- _Your goal_: Lines containing the word "pitch" are to be copied from the data below.

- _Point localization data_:
#####

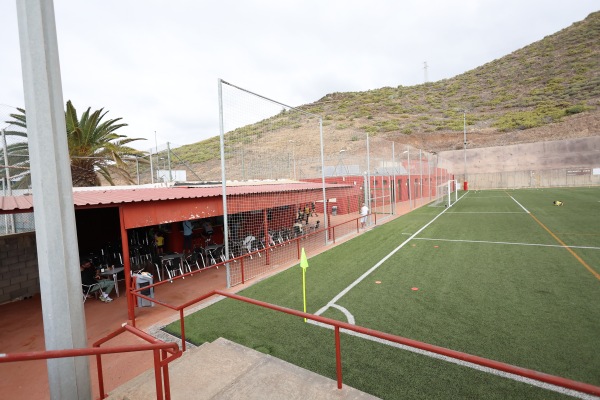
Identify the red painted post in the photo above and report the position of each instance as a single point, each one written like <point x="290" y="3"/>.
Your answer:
<point x="157" y="375"/>
<point x="242" y="266"/>
<point x="338" y="356"/>
<point x="266" y="236"/>
<point x="100" y="376"/>
<point x="165" y="373"/>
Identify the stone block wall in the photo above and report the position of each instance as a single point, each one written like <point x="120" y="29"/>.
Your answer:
<point x="19" y="275"/>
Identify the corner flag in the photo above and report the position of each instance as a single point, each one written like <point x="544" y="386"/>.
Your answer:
<point x="304" y="265"/>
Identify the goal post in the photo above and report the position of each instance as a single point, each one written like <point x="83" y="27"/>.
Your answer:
<point x="446" y="194"/>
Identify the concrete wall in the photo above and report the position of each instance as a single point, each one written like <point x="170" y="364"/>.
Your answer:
<point x="19" y="275"/>
<point x="580" y="152"/>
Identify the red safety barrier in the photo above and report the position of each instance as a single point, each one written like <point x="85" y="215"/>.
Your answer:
<point x="337" y="325"/>
<point x="164" y="353"/>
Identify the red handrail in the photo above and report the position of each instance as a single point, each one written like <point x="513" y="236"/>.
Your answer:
<point x="158" y="347"/>
<point x="337" y="325"/>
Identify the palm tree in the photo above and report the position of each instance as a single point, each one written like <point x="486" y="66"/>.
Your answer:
<point x="95" y="149"/>
<point x="17" y="152"/>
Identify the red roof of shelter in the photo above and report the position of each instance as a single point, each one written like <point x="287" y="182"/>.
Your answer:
<point x="83" y="198"/>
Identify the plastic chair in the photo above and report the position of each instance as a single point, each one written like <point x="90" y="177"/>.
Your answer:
<point x="172" y="266"/>
<point x="90" y="289"/>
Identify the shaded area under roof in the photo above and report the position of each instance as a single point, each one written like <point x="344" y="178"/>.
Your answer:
<point x="101" y="197"/>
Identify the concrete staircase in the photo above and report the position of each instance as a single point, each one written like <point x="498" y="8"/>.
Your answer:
<point x="226" y="370"/>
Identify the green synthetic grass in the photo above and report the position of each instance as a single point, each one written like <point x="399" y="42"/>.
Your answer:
<point x="481" y="290"/>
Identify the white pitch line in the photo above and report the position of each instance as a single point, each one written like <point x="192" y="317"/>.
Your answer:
<point x="509" y="243"/>
<point x="486" y="212"/>
<point x="507" y="375"/>
<point x="526" y="210"/>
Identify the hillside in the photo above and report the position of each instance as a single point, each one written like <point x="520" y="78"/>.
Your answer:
<point x="549" y="90"/>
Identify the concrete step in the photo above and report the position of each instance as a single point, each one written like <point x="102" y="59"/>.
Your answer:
<point x="225" y="370"/>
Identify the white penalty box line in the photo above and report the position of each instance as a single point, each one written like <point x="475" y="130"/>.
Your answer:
<point x="332" y="302"/>
<point x="509" y="243"/>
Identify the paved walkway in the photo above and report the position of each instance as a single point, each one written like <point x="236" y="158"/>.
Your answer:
<point x="223" y="370"/>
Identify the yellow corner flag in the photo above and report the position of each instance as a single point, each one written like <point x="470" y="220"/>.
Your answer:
<point x="304" y="265"/>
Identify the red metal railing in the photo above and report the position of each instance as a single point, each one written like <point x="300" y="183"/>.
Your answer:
<point x="337" y="325"/>
<point x="164" y="353"/>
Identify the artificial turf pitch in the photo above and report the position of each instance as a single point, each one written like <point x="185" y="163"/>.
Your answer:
<point x="490" y="276"/>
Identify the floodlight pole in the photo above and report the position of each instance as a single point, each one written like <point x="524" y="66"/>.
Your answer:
<point x="409" y="190"/>
<point x="368" y="180"/>
<point x="465" y="140"/>
<point x="169" y="161"/>
<point x="11" y="219"/>
<point x="393" y="186"/>
<point x="224" y="183"/>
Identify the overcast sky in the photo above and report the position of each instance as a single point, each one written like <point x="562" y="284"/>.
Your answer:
<point x="156" y="63"/>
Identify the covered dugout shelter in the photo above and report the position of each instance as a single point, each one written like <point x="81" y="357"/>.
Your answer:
<point x="114" y="214"/>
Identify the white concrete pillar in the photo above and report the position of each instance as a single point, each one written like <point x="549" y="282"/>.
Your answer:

#####

- _Output for this exercise_:
Identify the white pitch line in the photo above and report the position of each instance as a single point, each one written like <point x="192" y="317"/>.
Identify the artificial turf pitch in the photo above and report the position of each instance as a single point, each one written like <point x="185" y="163"/>.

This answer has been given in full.